→ **Excerpted data**
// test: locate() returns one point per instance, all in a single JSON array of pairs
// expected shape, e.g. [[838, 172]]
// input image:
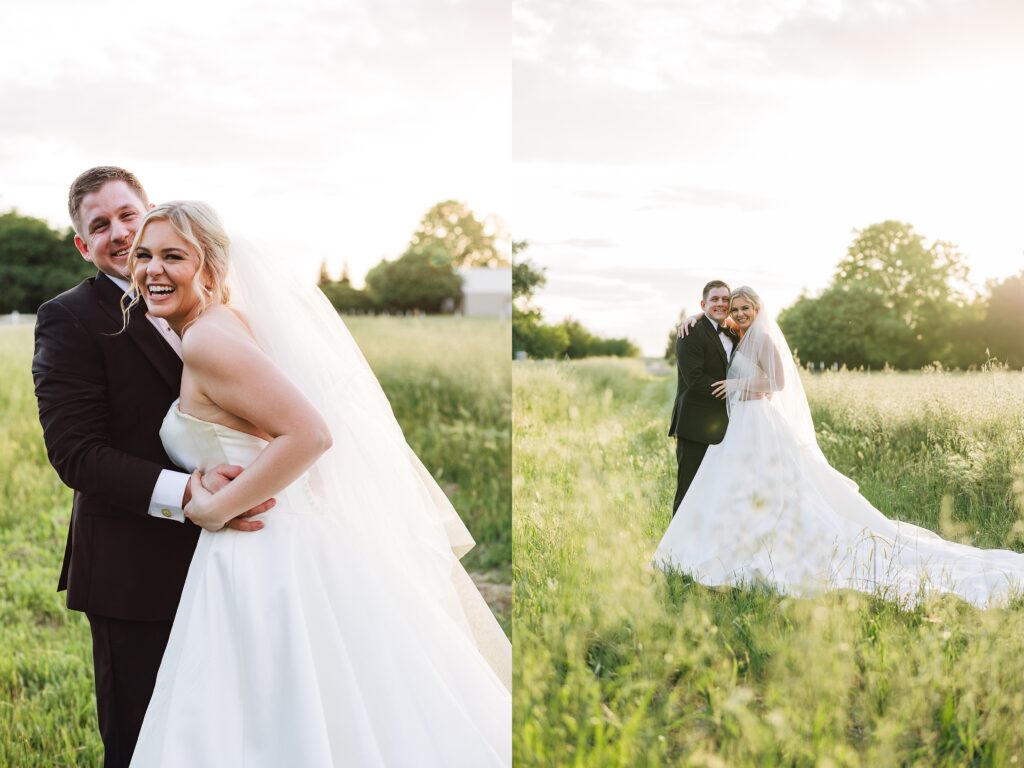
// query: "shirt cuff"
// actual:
[[167, 495]]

→ **Prompt**
Format the listing above as a numbered list with one line per entry. Skip blank lines and leave out the picture.

→ **The result**
1. // test: locate() returns one point per instance, all in a single JSON array of pairs
2. // expected shape, e.g. [[838, 172]]
3. // input image:
4. // query: "shirt cuff"
5. // actual:
6. [[167, 495]]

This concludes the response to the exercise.